[Записи для определения местоположения]
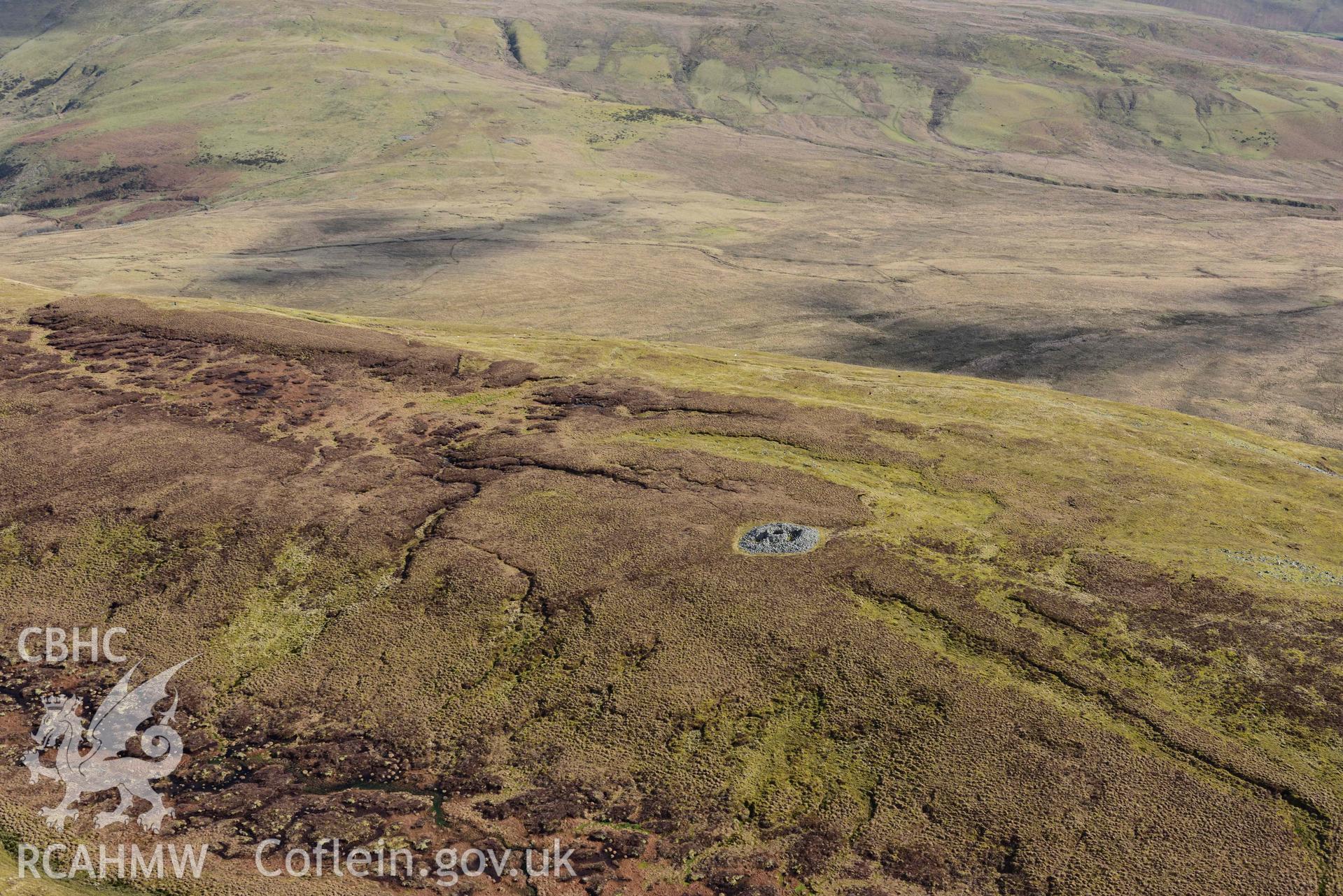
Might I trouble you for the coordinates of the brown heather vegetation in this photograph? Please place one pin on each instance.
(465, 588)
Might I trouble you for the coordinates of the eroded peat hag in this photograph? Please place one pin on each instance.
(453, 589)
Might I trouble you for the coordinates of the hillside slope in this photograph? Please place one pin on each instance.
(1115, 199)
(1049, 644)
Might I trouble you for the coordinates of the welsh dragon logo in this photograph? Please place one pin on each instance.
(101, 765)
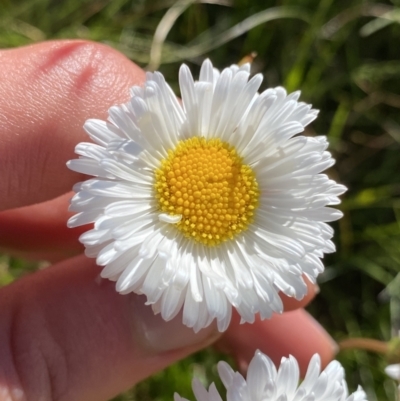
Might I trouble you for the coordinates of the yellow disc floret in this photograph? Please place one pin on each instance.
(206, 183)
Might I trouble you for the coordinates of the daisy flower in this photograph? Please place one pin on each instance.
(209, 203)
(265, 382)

* _ЗАДАНИЕ_
Перепишите полностью все строки от той, что содержит «Might I trouble you for the coordinates of the welsh», до конца записей включительно, прибавив 20 к каждому числу координат в ответах. Остальной текст строк оставьте без изменений, а изображения в ответ не включайте.

* _ОТВЕТ_
Might I trouble you for the coordinates of the welsh dragon logo in this photograph? Please place one pin on each instance.
(121, 785)
Might I trouble you for the coordinates of the yellow disc floret in this photograph? Please place one pin on each instance.
(226, 203)
Might I trouble you for the coordinates of the daisy flower in this photograph? Please place one pin on each instance.
(229, 223)
(285, 402)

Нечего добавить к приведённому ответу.